• Stored records:
::::

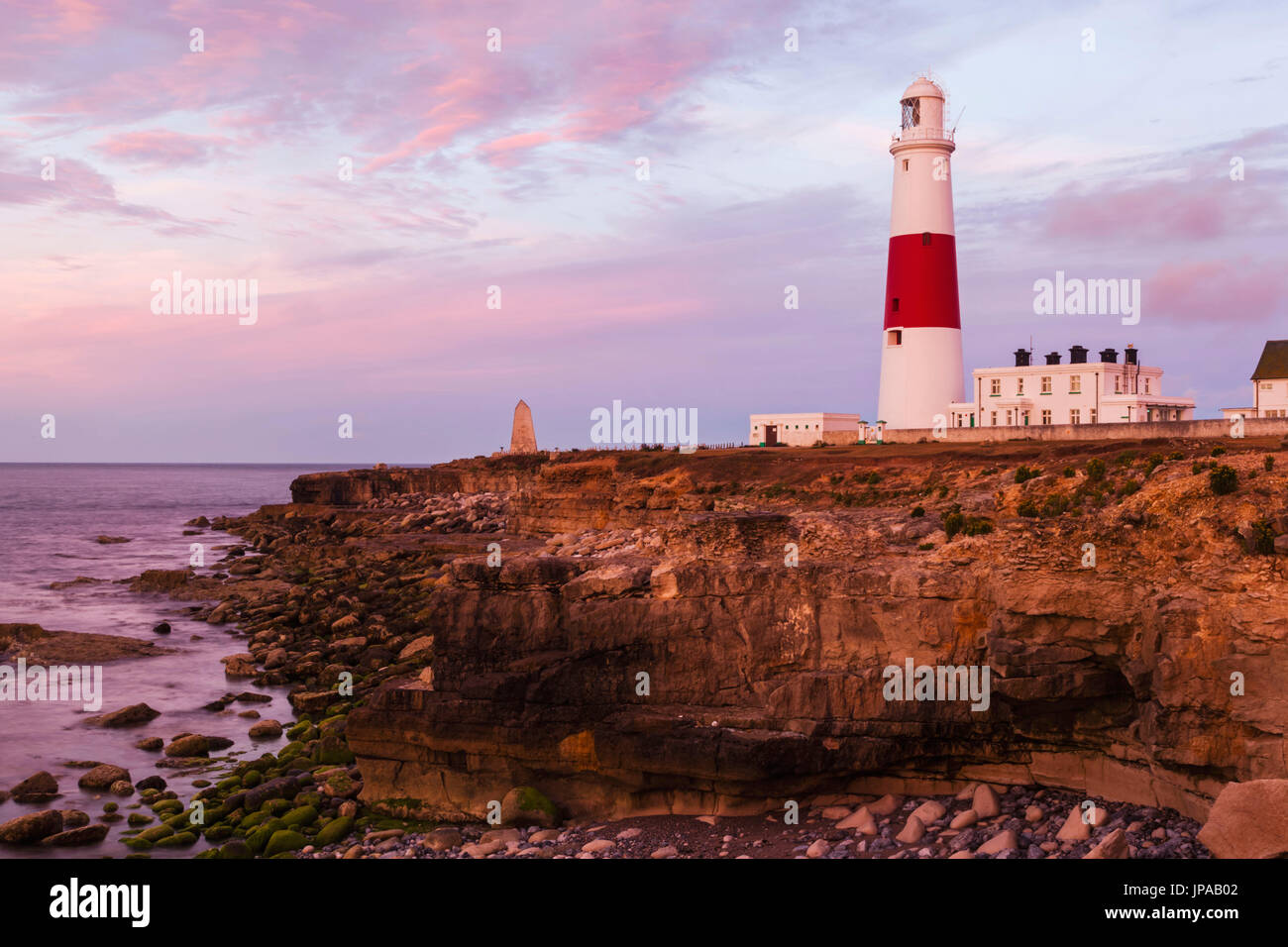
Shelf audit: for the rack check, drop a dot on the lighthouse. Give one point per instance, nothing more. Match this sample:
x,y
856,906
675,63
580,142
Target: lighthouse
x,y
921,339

::::

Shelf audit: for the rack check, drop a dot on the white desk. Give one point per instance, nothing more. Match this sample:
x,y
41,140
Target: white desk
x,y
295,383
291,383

::::

Pull out every line of the records above that contains the word "instance" and copy each one in full.

Shelf audit: for the rack check, drop a dot on the lighthouse. Give one point per instance, nothing more. Match this sample:
Shelf audit: for the rack check, drop a dot on the white desk. Give one point per instance, nothing more. Match this sample:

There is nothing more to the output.